■ Provided passage
Segment Open

6. What are the factors that influence the development of PRDC?
PRDC doesn’t just appear out of nowhere. According to Cano, “Pathogens are everywhere, it’s the environment that decides who gets sick.” That’s why two farms with similar infections can have totally different outcomes.
Segalés and Cano emphasized that PRDC is fueled not only by pathogens, but by the conditions that allow them to cause damage. When the system is already under stress, even mild infections can turn into severe disease.
Here are the main highlighted causes:
- High-density production: Cano didn’t mince words: “If you pack pigs like sardines, don’t be surprised if disease spreads like wildfire.” High stocking density increases direct contact, aerosol transmission, and overall stress, all of which favor respiratory pathogens.
- Poor ventilation: a common culprit. When airflow is inadequate, gases like ammonia and CO2 build up, damaging the respiratory tract and impairing local immune defenses. In winter, reduced ventilation to conserve heat often leads to unseen problems.
- Temperature fluctuations: sudden swings in temperature (especially between day and night) disrupt the pigs’ thermoregulation, weakening their ability to respond to pathogens. Segalés noted that young pigs in nurseries are especially vulnerable to these shifts, particularly when transitioning between barns or flows.
- Stress factors: transport, weaning, handling, mixing — all of these activate the hypothalamic-pituitary-adrenal axis, suppressing the immune system. Even heat stress in summer can increase respiratory disease severity.
- Commingling animals of different ages: when pigs of different sizes or immune backgrounds are mixed, older pigs may transmit pathogens asymptomatically, while younger pigs struggle to mount an effective response. Cano described it as “playing a football match where one team gets helmets and the other doesn’t.”
- Continuous flow systems: this was a big one. In continuous systems, new pigs enter before the environment has been cleaned and dried allowing pathogens to linger and re-infect incoming groups. Segalés reinforced that “if you never reset the system, you never break the cycle.”

Segment Closed

■ Tasks to complete
• 1. List every cause of PRDC that the passage on PRDC presents as a main highlighted cause.
• 2. Rewrite the stretch of the passage on PRDC from "- Poor ventilation: a" through "respiratory disease severity.", renaming "ventilation" as "air exchange" everywhere it occurs.
The records that come next are taken from a different source.

■ Dataset records
Segment Open

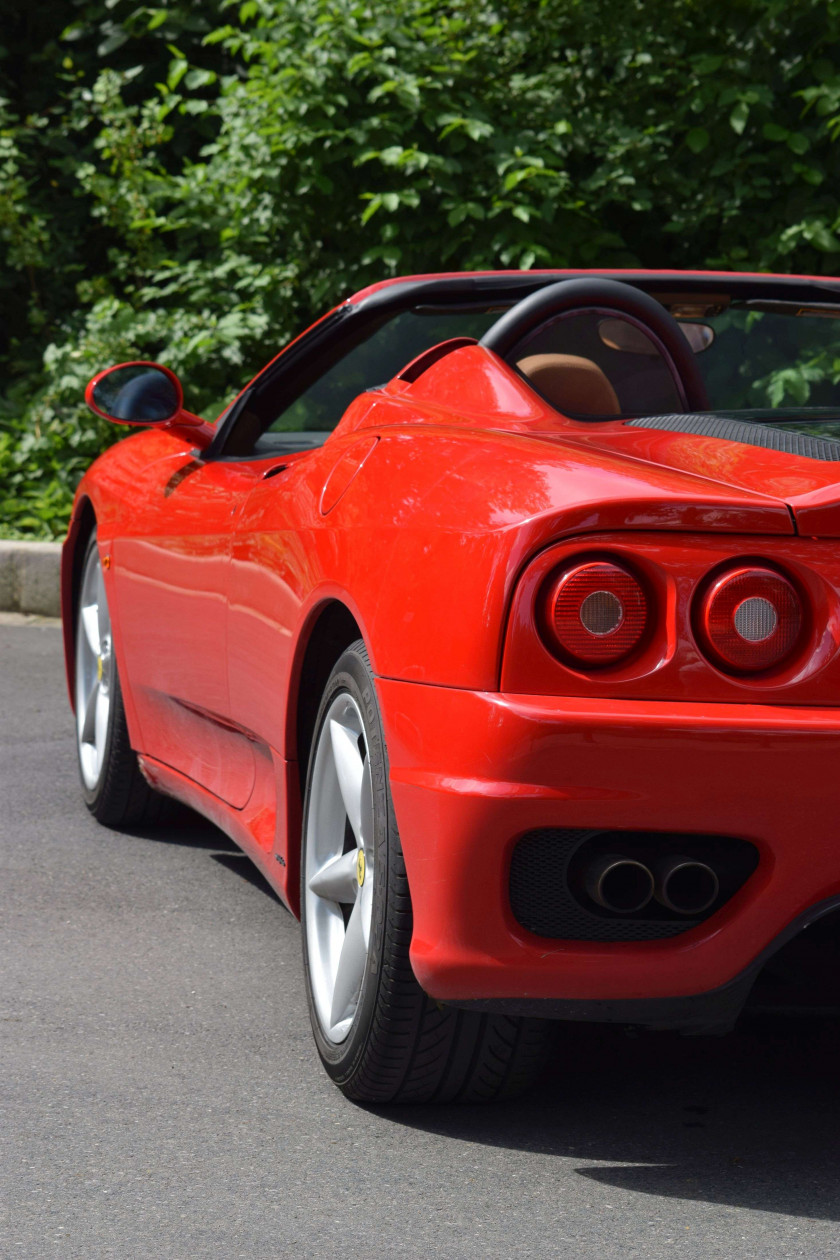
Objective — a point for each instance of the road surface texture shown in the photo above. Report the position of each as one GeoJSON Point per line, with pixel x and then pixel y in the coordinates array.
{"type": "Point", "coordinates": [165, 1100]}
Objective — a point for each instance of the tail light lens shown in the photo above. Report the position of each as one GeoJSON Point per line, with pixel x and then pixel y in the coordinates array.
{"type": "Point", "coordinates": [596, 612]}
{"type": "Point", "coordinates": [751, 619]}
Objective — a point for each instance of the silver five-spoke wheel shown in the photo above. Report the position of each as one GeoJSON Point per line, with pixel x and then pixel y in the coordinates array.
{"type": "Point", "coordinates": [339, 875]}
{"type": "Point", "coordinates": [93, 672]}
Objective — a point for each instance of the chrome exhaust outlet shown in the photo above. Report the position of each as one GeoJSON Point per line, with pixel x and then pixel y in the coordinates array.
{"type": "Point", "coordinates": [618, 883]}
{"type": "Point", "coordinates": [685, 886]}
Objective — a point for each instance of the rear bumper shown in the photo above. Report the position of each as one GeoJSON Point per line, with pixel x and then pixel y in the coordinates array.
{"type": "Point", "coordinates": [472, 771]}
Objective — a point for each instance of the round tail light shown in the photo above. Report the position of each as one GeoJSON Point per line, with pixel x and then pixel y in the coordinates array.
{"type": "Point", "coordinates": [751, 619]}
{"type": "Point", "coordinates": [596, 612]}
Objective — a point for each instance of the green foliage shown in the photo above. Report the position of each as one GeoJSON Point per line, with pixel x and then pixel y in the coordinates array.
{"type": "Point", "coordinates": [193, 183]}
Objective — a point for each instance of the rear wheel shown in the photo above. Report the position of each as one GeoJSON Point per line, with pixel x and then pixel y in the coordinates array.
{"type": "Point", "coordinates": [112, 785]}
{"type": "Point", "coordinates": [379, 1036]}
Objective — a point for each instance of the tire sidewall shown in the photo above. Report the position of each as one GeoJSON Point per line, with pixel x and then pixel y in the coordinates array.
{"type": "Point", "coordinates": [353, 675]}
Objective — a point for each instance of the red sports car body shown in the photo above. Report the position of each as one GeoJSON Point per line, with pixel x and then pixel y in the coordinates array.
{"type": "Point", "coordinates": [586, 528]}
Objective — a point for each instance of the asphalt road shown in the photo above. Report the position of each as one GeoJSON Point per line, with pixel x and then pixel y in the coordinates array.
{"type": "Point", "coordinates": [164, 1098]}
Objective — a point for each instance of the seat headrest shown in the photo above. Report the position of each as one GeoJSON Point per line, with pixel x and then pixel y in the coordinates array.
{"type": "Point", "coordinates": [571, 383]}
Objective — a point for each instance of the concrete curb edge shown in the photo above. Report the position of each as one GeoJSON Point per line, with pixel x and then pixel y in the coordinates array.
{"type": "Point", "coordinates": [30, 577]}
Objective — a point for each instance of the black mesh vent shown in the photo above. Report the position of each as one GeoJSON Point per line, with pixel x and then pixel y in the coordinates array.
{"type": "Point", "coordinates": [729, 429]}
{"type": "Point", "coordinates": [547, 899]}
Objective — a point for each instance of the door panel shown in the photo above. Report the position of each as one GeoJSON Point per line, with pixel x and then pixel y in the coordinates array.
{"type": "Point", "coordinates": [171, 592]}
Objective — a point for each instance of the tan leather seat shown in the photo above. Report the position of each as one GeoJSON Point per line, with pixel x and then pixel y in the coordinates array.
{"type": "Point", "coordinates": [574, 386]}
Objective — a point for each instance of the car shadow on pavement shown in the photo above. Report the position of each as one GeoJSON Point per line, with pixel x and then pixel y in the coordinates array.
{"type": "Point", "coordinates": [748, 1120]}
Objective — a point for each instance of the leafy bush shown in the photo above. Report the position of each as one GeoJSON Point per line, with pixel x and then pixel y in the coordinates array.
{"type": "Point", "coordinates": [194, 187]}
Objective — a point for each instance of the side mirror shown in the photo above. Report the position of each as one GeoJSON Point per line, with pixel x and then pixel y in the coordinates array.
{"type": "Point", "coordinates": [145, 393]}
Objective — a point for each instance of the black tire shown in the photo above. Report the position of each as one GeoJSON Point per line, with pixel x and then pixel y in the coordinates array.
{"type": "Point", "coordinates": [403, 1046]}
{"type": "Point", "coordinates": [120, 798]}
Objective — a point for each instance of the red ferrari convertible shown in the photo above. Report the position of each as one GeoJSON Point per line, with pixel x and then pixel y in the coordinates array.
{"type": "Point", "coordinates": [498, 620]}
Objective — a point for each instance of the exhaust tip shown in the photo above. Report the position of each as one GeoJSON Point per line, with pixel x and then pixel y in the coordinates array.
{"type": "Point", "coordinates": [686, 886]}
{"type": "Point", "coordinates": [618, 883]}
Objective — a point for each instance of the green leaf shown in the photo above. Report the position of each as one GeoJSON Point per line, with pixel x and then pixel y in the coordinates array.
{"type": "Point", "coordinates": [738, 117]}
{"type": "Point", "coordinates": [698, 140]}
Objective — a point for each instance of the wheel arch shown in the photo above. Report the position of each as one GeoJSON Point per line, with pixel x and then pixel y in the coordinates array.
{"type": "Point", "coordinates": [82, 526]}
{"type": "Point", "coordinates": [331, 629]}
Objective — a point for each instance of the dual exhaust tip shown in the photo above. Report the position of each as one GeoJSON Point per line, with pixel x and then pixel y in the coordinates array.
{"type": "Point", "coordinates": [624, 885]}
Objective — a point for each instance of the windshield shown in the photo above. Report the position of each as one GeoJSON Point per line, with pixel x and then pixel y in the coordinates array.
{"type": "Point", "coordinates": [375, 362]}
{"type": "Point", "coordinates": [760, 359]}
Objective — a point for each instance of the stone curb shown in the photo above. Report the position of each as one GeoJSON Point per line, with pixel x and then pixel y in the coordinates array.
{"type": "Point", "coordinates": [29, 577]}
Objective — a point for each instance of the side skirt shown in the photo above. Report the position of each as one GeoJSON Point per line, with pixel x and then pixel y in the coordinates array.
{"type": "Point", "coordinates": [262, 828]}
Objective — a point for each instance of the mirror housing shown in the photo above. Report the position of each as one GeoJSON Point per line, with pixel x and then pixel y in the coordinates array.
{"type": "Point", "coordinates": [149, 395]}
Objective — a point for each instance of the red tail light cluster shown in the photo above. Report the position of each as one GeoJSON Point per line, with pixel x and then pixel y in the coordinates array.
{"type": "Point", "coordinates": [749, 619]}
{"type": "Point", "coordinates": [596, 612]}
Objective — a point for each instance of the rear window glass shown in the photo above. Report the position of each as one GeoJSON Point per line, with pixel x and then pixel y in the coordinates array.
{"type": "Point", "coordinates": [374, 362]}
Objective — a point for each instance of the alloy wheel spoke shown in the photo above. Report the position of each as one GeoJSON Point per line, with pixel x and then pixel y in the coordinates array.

Segment Closed

■ Answer set
• 1.
High-density production
Poor ventilation
Temperature fluctuations
Stress factors
Commingling animals of different ages
Continuous flow systems

• 2.
- Poor air exchange: a common culprit. When airflow is inadequate, gases like ammonia and CO2 build up, damaging the respiratory tract and impairing local immune defenses. In winter, reduced air exchange to conserve heat often leads to unseen problems.
- Temperature fluctuations: sudden swings in temperature (especially between day and night) disrupt the pigs’ thermoregulation, weakening their ability to respond to pathogens. Segalés noted that young pigs in nurseries are especially vulnerable to these shifts, particularly when transitioning between barns or flows.
- Stress factors: transport, weaning, handling, mixing — all of these activate the hypothalamic-pituitary-adrenal axis, suppressing the immune system. Even heat stress in summer can increase respiratory disease severity.